____ Verilen Metin

| Konu: | BÜYÜKŞEHİR BELEDİYESİ KANUNU İLE BAZI KANUN VE KANUN HÜKMÜNDE KARARNAMELERDE DEĞİŞİKLİK YAPILMASINA DAİR KANUN TASARISI |
| Yasama Yılı: | 3 |
| Birleşim: | 21 |
| Tarih: | 11.11.2012 |
MUSTAFA KALAYCI (Konya) - Sayın Başkan, değerli milletvekilleri; hepinizi saygılarımla selamlıyorum.
Şehitlerimize Cenabı Allah'tan rahmet diliyorum. Yakınlarının ve Türk milletinin başı sağ olsun.
Tasarı ile hizmet yerinden yönetim yerine yerel ve bölgesel merkezler oluşturulmaktadır. Bir yandan merkezî idarenin yetkileri zaafa uğratılırken, bir yandan bölgesel merkezler, derebeylikler oluşturulmaktadır. Tasarı, yerel alanda yeni bir merkeziyetçilik üretmekte ve bölgesel güç odakları oluşturacak düzenlemeler içermektedir; bu durum üniter devlet yapısına aykırıdır. Üniter devlette egemenlik parçalı değildir, ademimerkeziyeti sağlayan mahallî idareler merkezî idarenin vesayet denetimine tabidir. İl sınırına genişleyen yetkileriyle, seçilmiş büyükşehir belediye başkanları, il coğrafi sınırında geçerli olacak yetkileriyle aşırı güçlü idari otoriteler hâline gelecektir.
Bu tasarı ile Türkiye Cumhuriyeti dilimlenerek eyaletleşmenin, özerkliğin yolu açılmaktadır. Özerklik, eyalet, federasyon taleplerinin PKK terör örgütünden, İmralı'dan, Kandil'den, bölücü ve yıkıcı çevreler ile dış destekçilerinden geldiğini sağır sultan bile biliyor. Bunun için son birkaç yıllık gelişmelere bakmak yeterlidir. Milliyet gazetesi yazarı Hasan Cemal'in 2009 yılı Mayıs ayında -bir hafta boyunca yayımlanan- Kandil'de Murat Karayılan ile yaptığı röportajda "Demokratik özerklik? Mahallî İdareler Kanunu değişir, yerel yönetimler güçlendirilir." şeklinde talebi yer almaktadır. 24 Temmuz 2009 tarihli Sabah gazetesinde yayımlanan İmralı'daki teröristbaşının 10 maddelik yol haritasının 7'nci sırasında "Yerel yönetimler güçlendirilsin, demokratik özerklik kabul edilsin." talebi yer almaktadır. Aksiyon dergisinde 9 Temmuz 2012 tarihli sayısında Sayın Başbakan ile Leyla Zana arasında 2012 Haziran ayında yapılan görüşmenin ayrıntılarına yer verilmiş olup görüşmenin aslında Oslo görüşmelerinin devamı olduğu belirtiliyor ve demokratik özerklik maddesinin görüşmenin ana temasını oluşturduğu ifade ediliyor. Zaten derginin manşetinde de aynen "Zana'nın ajandasından demokratik özerklik çıktı." diyor. Dolayısıyla, çıkarılmak istenen bu kanunla, PKK talepleri karşılanmakta, Oslo'da PKK'ya verilen vaatler yerine getirilmektedir.

________
____ Veri Listesi

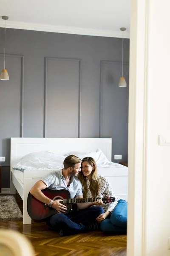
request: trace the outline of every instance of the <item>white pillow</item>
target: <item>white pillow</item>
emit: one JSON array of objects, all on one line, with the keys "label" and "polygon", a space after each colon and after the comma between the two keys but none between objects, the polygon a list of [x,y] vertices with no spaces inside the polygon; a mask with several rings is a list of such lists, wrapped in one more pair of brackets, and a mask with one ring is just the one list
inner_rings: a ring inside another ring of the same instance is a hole
[{"label": "white pillow", "polygon": [[108,164],[109,162],[105,154],[100,148],[97,148],[96,152],[82,152],[79,151],[71,151],[64,155],[67,156],[71,154],[76,155],[82,160],[87,157],[93,157],[97,165],[105,165]]}]

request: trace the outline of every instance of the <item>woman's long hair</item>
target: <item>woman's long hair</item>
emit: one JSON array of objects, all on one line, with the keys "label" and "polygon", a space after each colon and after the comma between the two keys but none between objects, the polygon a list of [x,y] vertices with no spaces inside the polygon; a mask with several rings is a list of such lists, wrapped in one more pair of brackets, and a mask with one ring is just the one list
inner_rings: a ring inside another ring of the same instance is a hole
[{"label": "woman's long hair", "polygon": [[[94,170],[91,173],[91,180],[90,181],[90,185],[89,186],[90,190],[93,198],[96,198],[98,195],[99,190],[99,183],[98,181],[97,175],[97,168],[96,161],[92,157],[85,157],[82,160],[82,163],[84,162],[88,162],[91,166],[94,166]],[[83,197],[87,198],[88,194],[88,189],[86,184],[86,180],[85,179],[85,177],[84,176],[82,172],[80,172],[79,173],[79,179],[82,183]]]}]

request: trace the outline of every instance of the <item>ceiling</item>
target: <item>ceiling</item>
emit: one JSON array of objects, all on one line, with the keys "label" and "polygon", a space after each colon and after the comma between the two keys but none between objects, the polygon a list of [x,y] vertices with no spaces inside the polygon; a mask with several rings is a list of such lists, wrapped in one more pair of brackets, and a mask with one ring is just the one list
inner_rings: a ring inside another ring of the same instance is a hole
[{"label": "ceiling", "polygon": [[[7,28],[129,38],[130,0],[5,0]],[[4,21],[0,20],[0,27]]]}]

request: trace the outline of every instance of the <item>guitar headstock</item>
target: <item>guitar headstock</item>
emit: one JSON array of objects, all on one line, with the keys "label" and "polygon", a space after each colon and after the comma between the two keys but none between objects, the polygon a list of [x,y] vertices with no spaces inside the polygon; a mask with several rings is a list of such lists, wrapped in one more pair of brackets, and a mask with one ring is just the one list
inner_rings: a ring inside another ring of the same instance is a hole
[{"label": "guitar headstock", "polygon": [[107,196],[106,198],[102,198],[102,201],[105,204],[107,204],[107,203],[114,203],[115,201],[115,198],[110,196]]}]

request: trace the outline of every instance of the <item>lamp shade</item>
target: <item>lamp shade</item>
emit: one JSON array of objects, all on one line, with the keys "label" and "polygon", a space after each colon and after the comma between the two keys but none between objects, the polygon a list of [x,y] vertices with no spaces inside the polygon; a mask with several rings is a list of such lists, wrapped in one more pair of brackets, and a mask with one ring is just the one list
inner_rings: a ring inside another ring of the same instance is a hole
[{"label": "lamp shade", "polygon": [[126,87],[127,84],[125,77],[121,77],[120,78],[119,82],[119,87]]},{"label": "lamp shade", "polygon": [[7,70],[3,69],[0,74],[0,79],[2,80],[9,80],[9,76]]}]

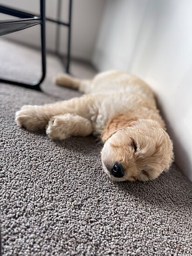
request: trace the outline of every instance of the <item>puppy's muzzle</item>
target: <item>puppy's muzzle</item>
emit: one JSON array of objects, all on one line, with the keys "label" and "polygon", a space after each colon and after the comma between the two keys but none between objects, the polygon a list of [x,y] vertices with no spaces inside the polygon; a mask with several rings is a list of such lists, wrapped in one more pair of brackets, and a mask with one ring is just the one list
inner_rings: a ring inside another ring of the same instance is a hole
[{"label": "puppy's muzzle", "polygon": [[123,168],[118,163],[116,163],[114,165],[110,172],[116,178],[122,178],[124,174]]}]

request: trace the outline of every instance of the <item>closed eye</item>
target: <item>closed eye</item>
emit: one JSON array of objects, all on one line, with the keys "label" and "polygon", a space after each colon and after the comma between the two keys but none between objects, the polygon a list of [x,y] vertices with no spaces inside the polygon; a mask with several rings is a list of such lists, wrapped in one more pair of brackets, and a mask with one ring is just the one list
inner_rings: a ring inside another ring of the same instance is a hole
[{"label": "closed eye", "polygon": [[131,138],[132,143],[130,145],[134,149],[135,152],[137,150],[137,145],[136,143],[133,138]]}]

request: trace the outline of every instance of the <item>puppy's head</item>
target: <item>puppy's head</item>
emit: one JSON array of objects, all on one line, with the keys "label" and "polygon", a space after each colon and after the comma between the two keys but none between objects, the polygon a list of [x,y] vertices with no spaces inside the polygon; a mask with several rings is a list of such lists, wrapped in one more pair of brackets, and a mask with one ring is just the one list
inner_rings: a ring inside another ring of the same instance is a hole
[{"label": "puppy's head", "polygon": [[104,170],[115,181],[146,181],[168,170],[173,158],[169,135],[150,120],[131,122],[107,139],[101,152]]}]

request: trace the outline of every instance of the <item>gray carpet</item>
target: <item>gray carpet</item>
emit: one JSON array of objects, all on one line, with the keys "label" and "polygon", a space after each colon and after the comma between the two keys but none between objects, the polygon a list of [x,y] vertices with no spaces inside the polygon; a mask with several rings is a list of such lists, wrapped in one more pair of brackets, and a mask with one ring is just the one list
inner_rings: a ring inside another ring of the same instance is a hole
[{"label": "gray carpet", "polygon": [[[1,40],[0,76],[38,76],[39,54]],[[3,255],[192,255],[192,186],[175,164],[154,181],[113,183],[94,138],[54,142],[16,126],[23,104],[79,95],[52,84],[62,66],[53,56],[48,62],[43,93],[0,85]],[[95,72],[76,62],[72,70]]]}]

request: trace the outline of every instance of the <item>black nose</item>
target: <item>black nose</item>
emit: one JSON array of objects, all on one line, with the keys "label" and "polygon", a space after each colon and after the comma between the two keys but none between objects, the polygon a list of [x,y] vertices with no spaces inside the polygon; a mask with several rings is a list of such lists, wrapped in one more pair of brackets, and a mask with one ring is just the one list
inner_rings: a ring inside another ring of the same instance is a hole
[{"label": "black nose", "polygon": [[111,169],[111,173],[114,177],[121,178],[124,176],[124,170],[120,164],[116,163]]}]

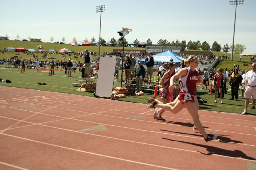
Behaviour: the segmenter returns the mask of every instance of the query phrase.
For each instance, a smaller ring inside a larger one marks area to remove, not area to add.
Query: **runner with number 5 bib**
[[[171,83],[169,90],[172,91],[173,88],[174,79],[180,77],[183,83],[183,87],[180,93],[178,100],[174,106],[168,104],[160,103],[156,99],[150,103],[148,107],[149,107],[161,108],[175,114],[181,111],[185,107],[187,107],[196,128],[203,135],[206,142],[213,140],[218,137],[218,135],[207,134],[204,131],[199,120],[198,110],[195,100],[197,100],[196,93],[196,84],[201,83],[203,78],[199,75],[196,68],[198,66],[198,59],[195,55],[190,55],[185,61],[185,63],[189,66],[188,68],[184,68],[180,70],[171,78]],[[154,113],[154,116],[159,113],[157,110]]]

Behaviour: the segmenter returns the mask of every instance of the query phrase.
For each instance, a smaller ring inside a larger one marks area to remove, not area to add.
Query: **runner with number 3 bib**
[[[181,69],[171,78],[171,83],[169,90],[172,91],[173,88],[173,82],[175,79],[181,77],[183,83],[183,87],[180,93],[178,100],[174,106],[168,104],[161,104],[156,99],[150,103],[148,108],[156,107],[162,108],[173,114],[176,114],[181,111],[185,107],[192,117],[194,123],[196,128],[203,135],[206,142],[213,140],[218,137],[218,135],[207,134],[205,133],[199,120],[197,106],[195,100],[197,100],[196,93],[196,84],[203,82],[202,77],[196,70],[198,66],[198,59],[194,55],[190,55],[185,61],[185,63],[189,66],[188,68]],[[155,117],[158,114],[157,111],[154,113]]]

________

# Alıştırma 1:
Büyükşehir belediyesi kanun tasarısına ilişkin konuşmadan, "Şehitlerimize Cenabı Allah'tan" sözlerinin geçtiği yerden başlayan ve "otoriteler hâline gelecektir." sözlerinden sonra biten bölümü hiçbir değişiklik yapmadan alıntılayın.
# Alıştırma 2:
Kayıtların başından başlayıp "target: <item>white pillow</item>" ifadesini içeren satırdan sonra biten satırları, o satır dahil, "white pillow" yerine "gray pillow" koyarak yeniden yazın. Geri kalan her şey olduğu gibi kalsın, resimleri ise cevaba almayın.

# Çözümlü Cevap 1:
Şehitlerimize Cenabı Allah'tan rahmet diliyorum. Yakınlarının ve Türk milletinin başı sağ olsun.
Tasarı ile hizmet yerinden yönetim yerine yerel ve bölgesel merkezler oluşturulmaktadır. Bir yandan merkezî idarenin yetkileri zaafa uğratılırken, bir yandan bölgesel merkezler, derebeylikler oluşturulmaktadır. Tasarı, yerel alanda yeni bir merkeziyetçilik üretmekte ve bölgesel güç odakları oluşturacak düzenlemeler içermektedir; bu durum üniter devlet yapısına aykırıdır. Üniter devlette egemenlik parçalı değildir, ademimerkeziyeti sağlayan mahallî idareler merkezî idarenin vesayet denetimine tabidir. İl sınırına genişleyen yetkileriyle, seçilmiş büyükşehir belediye başkanları, il coğrafi sınırında geçerli olacak yetkileriyle aşırı güçlü idari otoriteler hâline gelecektir.

# Çözümlü Cevap 2:
request: trace the outline of every instance of the <item>gray pillow</item>
target: <item>gray pillow</item>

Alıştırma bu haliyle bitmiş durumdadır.